══ Data shown ══

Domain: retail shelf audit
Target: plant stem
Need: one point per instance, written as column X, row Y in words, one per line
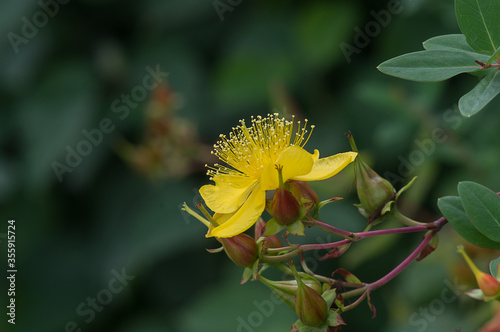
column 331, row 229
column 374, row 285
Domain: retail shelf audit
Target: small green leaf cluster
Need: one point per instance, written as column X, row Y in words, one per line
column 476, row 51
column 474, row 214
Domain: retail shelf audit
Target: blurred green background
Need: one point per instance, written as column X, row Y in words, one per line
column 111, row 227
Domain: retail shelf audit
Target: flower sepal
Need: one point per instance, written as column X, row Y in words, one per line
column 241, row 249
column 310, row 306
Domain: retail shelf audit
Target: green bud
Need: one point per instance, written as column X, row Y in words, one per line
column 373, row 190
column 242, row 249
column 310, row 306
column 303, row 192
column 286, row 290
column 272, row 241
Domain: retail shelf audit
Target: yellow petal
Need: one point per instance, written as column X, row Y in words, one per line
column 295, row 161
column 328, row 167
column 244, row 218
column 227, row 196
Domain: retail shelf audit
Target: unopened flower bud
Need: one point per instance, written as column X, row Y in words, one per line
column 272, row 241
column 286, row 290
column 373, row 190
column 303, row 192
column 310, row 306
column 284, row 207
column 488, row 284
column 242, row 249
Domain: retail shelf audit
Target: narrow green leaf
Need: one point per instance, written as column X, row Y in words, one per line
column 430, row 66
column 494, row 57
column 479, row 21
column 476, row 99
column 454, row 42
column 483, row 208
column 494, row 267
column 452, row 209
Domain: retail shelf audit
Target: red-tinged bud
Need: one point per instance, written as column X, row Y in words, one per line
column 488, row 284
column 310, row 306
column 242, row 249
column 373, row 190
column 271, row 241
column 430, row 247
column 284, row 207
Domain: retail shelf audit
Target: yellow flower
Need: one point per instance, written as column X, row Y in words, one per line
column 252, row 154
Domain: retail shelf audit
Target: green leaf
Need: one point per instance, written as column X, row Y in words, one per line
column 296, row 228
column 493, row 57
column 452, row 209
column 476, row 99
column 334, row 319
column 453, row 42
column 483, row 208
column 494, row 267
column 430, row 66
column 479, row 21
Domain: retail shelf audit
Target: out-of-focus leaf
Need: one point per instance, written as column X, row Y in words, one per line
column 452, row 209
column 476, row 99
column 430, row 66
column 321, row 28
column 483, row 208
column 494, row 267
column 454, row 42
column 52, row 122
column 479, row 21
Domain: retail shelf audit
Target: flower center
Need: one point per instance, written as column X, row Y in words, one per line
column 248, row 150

═══
══ Data shown ══

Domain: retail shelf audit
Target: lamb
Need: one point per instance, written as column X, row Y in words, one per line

═══
══ Data shown ══

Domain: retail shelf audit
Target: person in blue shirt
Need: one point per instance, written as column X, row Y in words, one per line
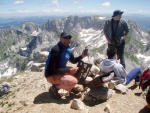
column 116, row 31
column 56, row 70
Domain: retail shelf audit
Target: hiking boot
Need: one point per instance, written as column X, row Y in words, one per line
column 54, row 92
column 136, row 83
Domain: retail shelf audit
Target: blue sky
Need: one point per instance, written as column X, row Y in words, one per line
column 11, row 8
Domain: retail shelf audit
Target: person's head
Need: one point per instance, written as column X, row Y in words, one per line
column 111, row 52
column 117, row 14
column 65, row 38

═══

To do:
With the line holding "Target: small green leaf cluster" as the first and the line holding "Target: flower sepal" as the last, set down that range of the entries above exactly, and nothing else.

Answer:
Target: small green leaf cluster
Need: one point per instance, written as column X, row Y in words, one per line
column 476, row 51
column 474, row 214
Domain: retail shelf audit
Target: blurred green background
Need: one point per instance, written as column X, row Y in words, one per line
column 111, row 227
Domain: retail shelf audit
Target: flower sepal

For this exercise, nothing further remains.